— Stored data —
+ + + + +
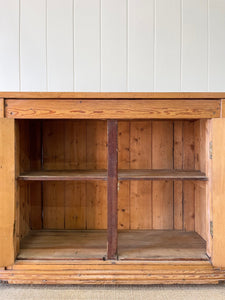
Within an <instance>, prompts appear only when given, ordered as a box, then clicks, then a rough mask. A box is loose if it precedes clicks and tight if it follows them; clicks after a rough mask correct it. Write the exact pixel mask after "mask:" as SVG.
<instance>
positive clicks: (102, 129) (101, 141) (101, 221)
mask: <svg viewBox="0 0 225 300" xmlns="http://www.w3.org/2000/svg"><path fill="white" fill-rule="evenodd" d="M87 169H105V170H106V169H107V123H106V121H96V120H91V121H88V122H87ZM86 187H87V229H106V228H107V201H106V199H107V197H106V195H107V194H106V193H107V190H106V182H102V181H96V182H95V181H90V182H87V183H86Z"/></svg>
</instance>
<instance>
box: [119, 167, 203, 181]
mask: <svg viewBox="0 0 225 300" xmlns="http://www.w3.org/2000/svg"><path fill="white" fill-rule="evenodd" d="M118 177H119V180H208V178H207V176H206V175H205V173H202V172H201V171H195V170H194V171H186V170H140V169H139V170H120V171H119V175H118Z"/></svg>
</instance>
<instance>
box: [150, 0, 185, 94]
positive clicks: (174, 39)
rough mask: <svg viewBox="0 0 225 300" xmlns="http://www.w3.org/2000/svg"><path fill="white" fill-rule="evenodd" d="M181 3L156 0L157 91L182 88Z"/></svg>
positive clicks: (176, 89) (156, 80)
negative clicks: (180, 46)
mask: <svg viewBox="0 0 225 300" xmlns="http://www.w3.org/2000/svg"><path fill="white" fill-rule="evenodd" d="M180 3H181V1H180V0H171V1H168V0H157V1H156V2H155V5H156V7H155V26H156V28H155V34H156V37H155V42H156V45H155V91H167V92H169V91H179V90H180V55H181V54H180V39H181V14H180V12H181V7H180V5H181V4H180Z"/></svg>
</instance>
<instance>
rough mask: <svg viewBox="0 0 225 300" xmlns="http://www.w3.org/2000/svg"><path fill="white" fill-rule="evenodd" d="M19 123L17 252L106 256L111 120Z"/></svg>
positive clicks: (43, 257) (61, 254)
mask: <svg viewBox="0 0 225 300" xmlns="http://www.w3.org/2000/svg"><path fill="white" fill-rule="evenodd" d="M16 126H17V144H18V146H17V148H18V180H17V185H18V199H17V200H18V204H19V213H18V216H17V239H18V256H17V258H18V259H103V258H105V256H106V251H107V231H106V229H107V182H106V174H107V171H106V170H107V122H106V121H95V120H93V121H92V120H91V121H85V120H79V121H78V120H17V121H16ZM34 174H36V177H35V175H34ZM46 174H51V175H50V177H51V178H50V177H49V176H46ZM23 176H24V177H23ZM26 176H27V177H26ZM49 179H50V180H49Z"/></svg>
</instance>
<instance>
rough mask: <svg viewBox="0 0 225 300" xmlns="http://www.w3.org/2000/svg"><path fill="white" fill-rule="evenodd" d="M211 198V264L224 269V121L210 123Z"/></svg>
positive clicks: (224, 205) (224, 147)
mask: <svg viewBox="0 0 225 300" xmlns="http://www.w3.org/2000/svg"><path fill="white" fill-rule="evenodd" d="M212 131H213V139H212V145H213V150H212V159H213V164H212V178H213V181H212V197H213V239H212V249H213V251H212V263H213V265H214V266H216V267H225V252H224V249H225V238H224V237H225V218H224V215H225V201H224V193H225V181H224V178H225V159H224V153H225V135H224V132H225V119H220V120H217V121H214V120H213V123H212Z"/></svg>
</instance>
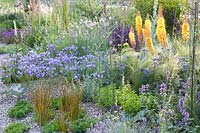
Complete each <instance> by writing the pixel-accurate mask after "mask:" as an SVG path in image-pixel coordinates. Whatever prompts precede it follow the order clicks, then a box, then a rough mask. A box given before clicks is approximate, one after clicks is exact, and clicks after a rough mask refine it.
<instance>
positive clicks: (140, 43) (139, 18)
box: [135, 11, 142, 44]
mask: <svg viewBox="0 0 200 133" xmlns="http://www.w3.org/2000/svg"><path fill="white" fill-rule="evenodd" d="M135 20H136V21H135V26H136V31H137V36H138V41H139V44H141V43H142V17H141V15H140V12H139V11H138V13H137V16H136V19H135Z"/></svg>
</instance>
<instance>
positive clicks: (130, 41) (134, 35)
mask: <svg viewBox="0 0 200 133" xmlns="http://www.w3.org/2000/svg"><path fill="white" fill-rule="evenodd" d="M128 36H129V41H130V44H131V46H132V48H134V49H135V48H136V42H135V35H134V29H133V28H132V27H131V29H130V32H129V34H128Z"/></svg>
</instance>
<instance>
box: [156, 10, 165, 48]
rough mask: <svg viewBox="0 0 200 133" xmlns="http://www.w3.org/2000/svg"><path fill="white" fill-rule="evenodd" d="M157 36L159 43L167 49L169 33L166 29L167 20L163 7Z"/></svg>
mask: <svg viewBox="0 0 200 133" xmlns="http://www.w3.org/2000/svg"><path fill="white" fill-rule="evenodd" d="M156 35H157V39H158V42H159V43H161V45H162V46H163V47H165V48H166V47H167V33H166V29H165V19H164V17H163V13H162V6H159V11H158V20H157V27H156Z"/></svg>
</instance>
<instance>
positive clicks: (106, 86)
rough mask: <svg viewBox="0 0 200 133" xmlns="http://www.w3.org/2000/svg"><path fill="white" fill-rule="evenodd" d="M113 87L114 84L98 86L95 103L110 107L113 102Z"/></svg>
mask: <svg viewBox="0 0 200 133" xmlns="http://www.w3.org/2000/svg"><path fill="white" fill-rule="evenodd" d="M115 89H116V87H115V85H114V84H110V85H108V86H105V87H102V88H100V89H99V94H98V99H97V104H98V105H99V106H101V107H104V108H110V107H112V106H113V105H114V104H115Z"/></svg>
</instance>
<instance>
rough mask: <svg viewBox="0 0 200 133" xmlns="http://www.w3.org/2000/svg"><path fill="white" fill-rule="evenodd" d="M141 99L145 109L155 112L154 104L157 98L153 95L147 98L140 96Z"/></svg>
mask: <svg viewBox="0 0 200 133" xmlns="http://www.w3.org/2000/svg"><path fill="white" fill-rule="evenodd" d="M141 99H142V102H143V104H144V106H145V107H147V108H148V110H156V109H157V104H156V102H155V101H156V100H157V97H155V96H153V95H149V96H145V95H142V96H141Z"/></svg>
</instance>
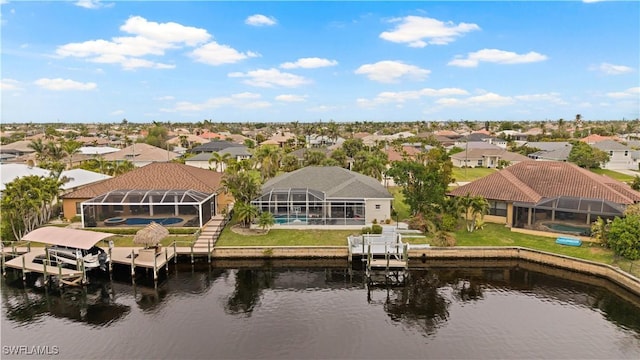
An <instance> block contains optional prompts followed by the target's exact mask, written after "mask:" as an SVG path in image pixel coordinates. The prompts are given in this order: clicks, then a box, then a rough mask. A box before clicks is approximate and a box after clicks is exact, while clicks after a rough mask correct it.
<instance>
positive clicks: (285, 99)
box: [276, 94, 307, 102]
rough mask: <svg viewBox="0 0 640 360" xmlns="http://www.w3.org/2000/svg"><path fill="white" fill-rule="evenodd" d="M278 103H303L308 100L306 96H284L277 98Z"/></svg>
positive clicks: (276, 98)
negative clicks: (281, 101) (282, 101)
mask: <svg viewBox="0 0 640 360" xmlns="http://www.w3.org/2000/svg"><path fill="white" fill-rule="evenodd" d="M276 100H277V101H283V102H302V101H306V100H307V96H306V95H293V94H282V95H278V96H276Z"/></svg>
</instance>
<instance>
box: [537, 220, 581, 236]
mask: <svg viewBox="0 0 640 360" xmlns="http://www.w3.org/2000/svg"><path fill="white" fill-rule="evenodd" d="M544 226H546V227H548V228H549V229H551V230H554V231H557V232H562V233H573V234H577V235H582V234H584V235H588V234H590V233H591V228H590V227H588V226H578V225H569V224H558V223H545V224H544Z"/></svg>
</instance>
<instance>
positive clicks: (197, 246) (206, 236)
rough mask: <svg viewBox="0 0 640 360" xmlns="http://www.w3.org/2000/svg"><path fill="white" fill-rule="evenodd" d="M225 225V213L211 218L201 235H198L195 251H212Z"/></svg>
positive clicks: (194, 243)
mask: <svg viewBox="0 0 640 360" xmlns="http://www.w3.org/2000/svg"><path fill="white" fill-rule="evenodd" d="M224 225H225V219H224V215H216V216H214V217H213V218H211V220H209V222H208V223H206V224H205V226H203V227H202V231H201V232H200V236H198V239H197V240H196V242H195V243H194V244H193V252H194V253H201V252H204V253H207V252H209V251H212V250H213V246H214V245H215V243H216V241H217V240H218V237H220V233H222V229H224Z"/></svg>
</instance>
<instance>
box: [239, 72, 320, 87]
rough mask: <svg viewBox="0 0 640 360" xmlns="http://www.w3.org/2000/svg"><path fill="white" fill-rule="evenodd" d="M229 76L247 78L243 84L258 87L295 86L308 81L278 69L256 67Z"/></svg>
mask: <svg viewBox="0 0 640 360" xmlns="http://www.w3.org/2000/svg"><path fill="white" fill-rule="evenodd" d="M228 76H229V77H234V78H247V80H245V81H244V83H245V84H248V85H252V86H258V87H274V86H283V87H297V86H300V85H304V84H308V83H309V82H310V81H309V80H308V79H306V78H304V77H302V76H298V75H294V74H290V73H284V72H280V70H278V69H274V68H271V69H258V70H253V71H249V72H247V73H241V72H234V73H230V74H228Z"/></svg>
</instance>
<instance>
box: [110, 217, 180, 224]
mask: <svg viewBox="0 0 640 360" xmlns="http://www.w3.org/2000/svg"><path fill="white" fill-rule="evenodd" d="M107 220H109V219H107ZM107 220H105V223H106V222H107ZM151 222H155V223H158V224H160V225H174V224H177V223H179V222H182V219H181V218H177V217H168V218H126V219H125V220H124V224H125V225H149V224H151Z"/></svg>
+ + + + +
— Work task —
List as a numbered list the lines starting with the one containing "103H303L308 100L306 96H284L277" and going on through the one containing "positive clicks: (276, 98)", leaving out blank lines.

— Solution for this exercise —
1. rough mask: <svg viewBox="0 0 640 360" xmlns="http://www.w3.org/2000/svg"><path fill="white" fill-rule="evenodd" d="M278 103H303L308 100L306 96H284L277 98Z"/></svg>
2. positive clicks: (276, 98)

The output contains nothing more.